Word for word, reproduce each of the entries.

** Opening Data for analysis block **

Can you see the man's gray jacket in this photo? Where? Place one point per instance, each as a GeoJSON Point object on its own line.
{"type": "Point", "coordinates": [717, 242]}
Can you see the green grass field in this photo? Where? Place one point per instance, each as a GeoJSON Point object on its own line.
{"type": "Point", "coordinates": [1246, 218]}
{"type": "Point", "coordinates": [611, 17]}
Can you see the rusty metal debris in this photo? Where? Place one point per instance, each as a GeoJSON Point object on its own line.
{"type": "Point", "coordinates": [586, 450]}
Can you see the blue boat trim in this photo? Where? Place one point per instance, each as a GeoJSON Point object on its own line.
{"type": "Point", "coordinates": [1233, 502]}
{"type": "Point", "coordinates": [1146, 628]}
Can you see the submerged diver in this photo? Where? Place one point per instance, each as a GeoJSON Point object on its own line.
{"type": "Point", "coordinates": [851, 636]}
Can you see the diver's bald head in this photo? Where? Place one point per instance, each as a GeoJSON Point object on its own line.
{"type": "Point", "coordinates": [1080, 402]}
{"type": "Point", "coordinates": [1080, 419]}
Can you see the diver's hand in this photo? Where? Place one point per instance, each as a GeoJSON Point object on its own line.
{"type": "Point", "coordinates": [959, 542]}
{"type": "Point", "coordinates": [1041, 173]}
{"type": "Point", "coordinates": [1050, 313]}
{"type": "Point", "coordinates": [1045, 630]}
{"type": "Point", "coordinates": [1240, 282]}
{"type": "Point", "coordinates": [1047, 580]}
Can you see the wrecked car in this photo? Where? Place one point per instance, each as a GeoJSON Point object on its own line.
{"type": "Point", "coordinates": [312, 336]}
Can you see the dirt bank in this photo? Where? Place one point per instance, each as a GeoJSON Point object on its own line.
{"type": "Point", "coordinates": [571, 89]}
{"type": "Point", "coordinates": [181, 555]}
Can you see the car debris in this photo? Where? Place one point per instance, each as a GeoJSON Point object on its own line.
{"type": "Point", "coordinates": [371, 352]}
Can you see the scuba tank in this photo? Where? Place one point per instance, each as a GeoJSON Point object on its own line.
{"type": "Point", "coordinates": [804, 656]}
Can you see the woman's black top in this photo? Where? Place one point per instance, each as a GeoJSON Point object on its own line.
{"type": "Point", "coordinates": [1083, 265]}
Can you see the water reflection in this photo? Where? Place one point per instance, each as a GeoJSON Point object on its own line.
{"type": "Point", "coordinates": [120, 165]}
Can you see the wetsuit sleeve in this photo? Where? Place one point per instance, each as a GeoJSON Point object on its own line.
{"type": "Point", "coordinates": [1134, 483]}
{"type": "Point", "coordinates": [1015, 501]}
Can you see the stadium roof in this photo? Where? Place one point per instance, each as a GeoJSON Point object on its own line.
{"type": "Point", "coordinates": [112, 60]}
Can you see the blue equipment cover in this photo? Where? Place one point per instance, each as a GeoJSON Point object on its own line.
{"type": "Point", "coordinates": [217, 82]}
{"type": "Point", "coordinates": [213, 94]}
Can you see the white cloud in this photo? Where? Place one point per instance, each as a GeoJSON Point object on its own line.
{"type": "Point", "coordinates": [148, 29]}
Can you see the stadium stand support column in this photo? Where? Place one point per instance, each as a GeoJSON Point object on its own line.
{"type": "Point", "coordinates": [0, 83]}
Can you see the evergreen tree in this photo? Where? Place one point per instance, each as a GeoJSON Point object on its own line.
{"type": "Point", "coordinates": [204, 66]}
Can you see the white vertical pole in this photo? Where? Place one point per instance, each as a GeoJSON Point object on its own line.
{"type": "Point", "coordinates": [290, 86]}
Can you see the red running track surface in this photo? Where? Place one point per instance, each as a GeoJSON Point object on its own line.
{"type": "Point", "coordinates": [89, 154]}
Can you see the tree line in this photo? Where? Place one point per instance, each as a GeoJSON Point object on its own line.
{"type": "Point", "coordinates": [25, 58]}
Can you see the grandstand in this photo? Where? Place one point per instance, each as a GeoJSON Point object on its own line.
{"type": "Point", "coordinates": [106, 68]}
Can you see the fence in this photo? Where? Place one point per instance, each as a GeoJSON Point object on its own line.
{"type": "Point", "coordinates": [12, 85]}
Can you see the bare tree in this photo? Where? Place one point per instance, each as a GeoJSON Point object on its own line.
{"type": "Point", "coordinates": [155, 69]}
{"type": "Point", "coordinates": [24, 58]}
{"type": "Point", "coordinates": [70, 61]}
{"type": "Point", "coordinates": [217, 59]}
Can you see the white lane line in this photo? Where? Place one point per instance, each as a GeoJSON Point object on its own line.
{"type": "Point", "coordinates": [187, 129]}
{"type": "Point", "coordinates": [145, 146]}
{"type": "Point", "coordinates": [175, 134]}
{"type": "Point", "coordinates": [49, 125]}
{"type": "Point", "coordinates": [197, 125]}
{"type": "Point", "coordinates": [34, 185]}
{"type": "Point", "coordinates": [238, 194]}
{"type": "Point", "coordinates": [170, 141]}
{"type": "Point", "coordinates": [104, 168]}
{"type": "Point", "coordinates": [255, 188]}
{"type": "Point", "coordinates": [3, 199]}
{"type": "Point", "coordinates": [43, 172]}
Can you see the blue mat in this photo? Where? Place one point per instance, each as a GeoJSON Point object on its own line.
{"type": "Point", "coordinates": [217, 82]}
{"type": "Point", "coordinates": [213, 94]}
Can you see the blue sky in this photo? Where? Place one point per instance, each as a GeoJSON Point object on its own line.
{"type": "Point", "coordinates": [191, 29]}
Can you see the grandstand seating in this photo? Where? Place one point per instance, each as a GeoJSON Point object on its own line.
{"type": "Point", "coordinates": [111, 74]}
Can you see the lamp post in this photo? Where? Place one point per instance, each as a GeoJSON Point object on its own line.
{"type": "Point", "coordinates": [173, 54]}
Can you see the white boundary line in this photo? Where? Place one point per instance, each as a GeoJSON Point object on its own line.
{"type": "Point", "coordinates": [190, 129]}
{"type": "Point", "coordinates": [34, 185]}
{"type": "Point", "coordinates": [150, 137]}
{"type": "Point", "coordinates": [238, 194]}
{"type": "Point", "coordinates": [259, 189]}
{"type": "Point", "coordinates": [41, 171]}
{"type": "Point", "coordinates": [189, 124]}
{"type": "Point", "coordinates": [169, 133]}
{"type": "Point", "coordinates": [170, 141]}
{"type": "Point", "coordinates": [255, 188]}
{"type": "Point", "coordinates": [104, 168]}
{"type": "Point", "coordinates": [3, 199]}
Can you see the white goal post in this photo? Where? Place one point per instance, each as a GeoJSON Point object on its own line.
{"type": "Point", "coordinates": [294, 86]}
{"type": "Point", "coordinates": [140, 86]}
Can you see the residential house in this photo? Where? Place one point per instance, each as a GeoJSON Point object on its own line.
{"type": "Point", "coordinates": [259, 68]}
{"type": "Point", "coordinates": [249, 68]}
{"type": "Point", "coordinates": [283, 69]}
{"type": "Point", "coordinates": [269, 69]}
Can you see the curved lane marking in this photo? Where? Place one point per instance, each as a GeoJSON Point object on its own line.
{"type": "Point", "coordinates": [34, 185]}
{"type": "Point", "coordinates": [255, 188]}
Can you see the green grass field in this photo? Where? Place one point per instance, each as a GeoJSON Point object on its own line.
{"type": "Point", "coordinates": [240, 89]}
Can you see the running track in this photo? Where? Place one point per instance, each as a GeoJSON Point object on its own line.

** Closing Data for analysis block **

## Task solution
Can you see the man's gray jacket in this photo? Where? Place one point per instance, each as a GeoJSON Point object on its own line.
{"type": "Point", "coordinates": [717, 242]}
Can you see the green grass field in this photo? Where? Place one point per instance, each as a GeoJSON Point object on its own line.
{"type": "Point", "coordinates": [1246, 218]}
{"type": "Point", "coordinates": [611, 17]}
Can you see the rusty metal debris in this photo? Where? Place one point per instance, each as a GeoJSON Point object on its own line.
{"type": "Point", "coordinates": [586, 450]}
Can you see the blue boat trim in this photo? Where? Place one point per instance, each as a GeoJSON Point object on its own line.
{"type": "Point", "coordinates": [1233, 502]}
{"type": "Point", "coordinates": [1146, 628]}
Can you see the submerged diver in this photo? Where? Place one point per instance, each as a GeoJSON Point object on its own line.
{"type": "Point", "coordinates": [851, 636]}
Can you see the diver's bald head in this photo? Where? Place one point per instance, each as a GeoJSON Point object on its own line.
{"type": "Point", "coordinates": [1080, 402]}
{"type": "Point", "coordinates": [1080, 419]}
Can you see the diver's hand in this photo? Where? Place one point per instance, each as a GeoJSON Point object on its own line.
{"type": "Point", "coordinates": [959, 542]}
{"type": "Point", "coordinates": [1041, 173]}
{"type": "Point", "coordinates": [1050, 313]}
{"type": "Point", "coordinates": [1045, 630]}
{"type": "Point", "coordinates": [1240, 282]}
{"type": "Point", "coordinates": [1047, 580]}
Can you see the wrecked car in this photo? Where? Place one point per instance, each as a GeoJSON Point object on its own line.
{"type": "Point", "coordinates": [312, 336]}
Can you see the dirt bank in this photo? Where? Place one point per instance, each as a GeoJSON Point object on its own line.
{"type": "Point", "coordinates": [571, 89]}
{"type": "Point", "coordinates": [181, 555]}
Can you see the car debris in this photo? Where? Place one point per instance, each as a GeoJSON Point object on its own line.
{"type": "Point", "coordinates": [371, 352]}
Can you see the scuba tank in this photo? Where? Place one point per instance, each as a GeoJSON Point object on its own line.
{"type": "Point", "coordinates": [804, 656]}
Can you see the woman's black top in this photo? Where? Place one point per instance, each as a GeoJSON Point object on its own line.
{"type": "Point", "coordinates": [1083, 265]}
Can you see the water reflection in this photo? Where? Place one point per instance, each as a GeoJSON Point object on its own line.
{"type": "Point", "coordinates": [120, 165]}
Can you see the wetsuit sleeve in this photo? Where? Place one point per instance, each as a GeoJSON Point object on its own line.
{"type": "Point", "coordinates": [1134, 483]}
{"type": "Point", "coordinates": [1015, 501]}
Can you see the stadium roof in this photo? Where? Place one point per instance, each as a GeoJSON Point object on its own line.
{"type": "Point", "coordinates": [112, 60]}
Can you see the blue equipment cover in this photo? Where? Place one point per instance, each as a GeoJSON Point object on its own line.
{"type": "Point", "coordinates": [217, 82]}
{"type": "Point", "coordinates": [213, 94]}
Can you see the white cloud in this photo? Where? Place one point per instance, each as a GeoJSON Point object on its own line.
{"type": "Point", "coordinates": [148, 29]}
Can you see the stadium stand support column in this photo? Where? Place one point per instance, each as a GeoJSON Point object on its own line.
{"type": "Point", "coordinates": [0, 83]}
Can you see the evergreen tree in this photo? Where? Place one point per instance, each as a GeoJSON Point object on its own line.
{"type": "Point", "coordinates": [204, 66]}
Can you see the white vertical pole in this photo? Where? Place one point per instance, each as a GeoJSON Point object on its own line.
{"type": "Point", "coordinates": [290, 86]}
Can you see the red running track surface in this photo? Where? Place one point per instance, each as a GeoJSON Point object on its own line.
{"type": "Point", "coordinates": [89, 154]}
Can you see the tree line in this photo? Where? Place one point per instance, each as a GeoJSON Point object on its own line.
{"type": "Point", "coordinates": [25, 58]}
Can you see the grandstand in this photo? Where? Place one point per instance, each as a GeoJSON Point object on its own line.
{"type": "Point", "coordinates": [106, 68]}
Can you see the fence in this photo? Where? Place one point per instance, each as a GeoJSON Point object on its own line.
{"type": "Point", "coordinates": [12, 85]}
Can you see the bare tree in this photo? Where? Place one point per instance, each as a GeoJSON Point object on its own line.
{"type": "Point", "coordinates": [155, 69]}
{"type": "Point", "coordinates": [24, 58]}
{"type": "Point", "coordinates": [70, 61]}
{"type": "Point", "coordinates": [217, 59]}
Can you see the white lane line in this photo? Where? Place one point per instance, each as a GeoJSON Point object on its own line.
{"type": "Point", "coordinates": [187, 129]}
{"type": "Point", "coordinates": [145, 146]}
{"type": "Point", "coordinates": [175, 134]}
{"type": "Point", "coordinates": [49, 125]}
{"type": "Point", "coordinates": [197, 125]}
{"type": "Point", "coordinates": [34, 185]}
{"type": "Point", "coordinates": [238, 194]}
{"type": "Point", "coordinates": [170, 141]}
{"type": "Point", "coordinates": [104, 168]}
{"type": "Point", "coordinates": [255, 188]}
{"type": "Point", "coordinates": [3, 199]}
{"type": "Point", "coordinates": [43, 172]}
Can you see the blue mat in this photo? Where? Place one point per instance, each as a GeoJSON Point object on its own line.
{"type": "Point", "coordinates": [217, 82]}
{"type": "Point", "coordinates": [213, 94]}
Can you see the blue sky in this photo? Where? Place one point per instance, each as a GeoJSON Point object on its own line.
{"type": "Point", "coordinates": [191, 29]}
Can you see the grandstand seating in this photo? Where? Place one point per instance, each as a GeoJSON Point object on its own line.
{"type": "Point", "coordinates": [111, 74]}
Can you see the lamp post in this photo? Where? Place one point per instance, each as a GeoJSON Point object on its own line.
{"type": "Point", "coordinates": [173, 54]}
Can you see the white boundary line in this photo? Where? Place one point per instance, each as a GeoJSON Point object on its own line.
{"type": "Point", "coordinates": [190, 129]}
{"type": "Point", "coordinates": [34, 185]}
{"type": "Point", "coordinates": [150, 137]}
{"type": "Point", "coordinates": [238, 194]}
{"type": "Point", "coordinates": [259, 189]}
{"type": "Point", "coordinates": [41, 171]}
{"type": "Point", "coordinates": [189, 124]}
{"type": "Point", "coordinates": [169, 133]}
{"type": "Point", "coordinates": [170, 141]}
{"type": "Point", "coordinates": [255, 188]}
{"type": "Point", "coordinates": [104, 168]}
{"type": "Point", "coordinates": [3, 199]}
Can you see the white goal post in this photo? Where? Place one point per instance, each as a GeoJSON Point object on its own line.
{"type": "Point", "coordinates": [294, 86]}
{"type": "Point", "coordinates": [140, 86]}
Can you see the residential house in this photo? Where? Place one point per instance, each as a GeoJSON Point object on its own line.
{"type": "Point", "coordinates": [259, 68]}
{"type": "Point", "coordinates": [249, 68]}
{"type": "Point", "coordinates": [283, 69]}
{"type": "Point", "coordinates": [269, 69]}
Can you see the curved lane marking in this photo? Where? Place one point per instance, each as a GeoJSON Point object on its own line.
{"type": "Point", "coordinates": [34, 185]}
{"type": "Point", "coordinates": [255, 188]}
Can you see the green grass field in this photo? Where? Place one point per instance, each as a GeoJSON Point object on its own line.
{"type": "Point", "coordinates": [240, 89]}
Can you see the running track in this photo? Where? Place one point per instance, each as a GeoJSON Point object on its own line.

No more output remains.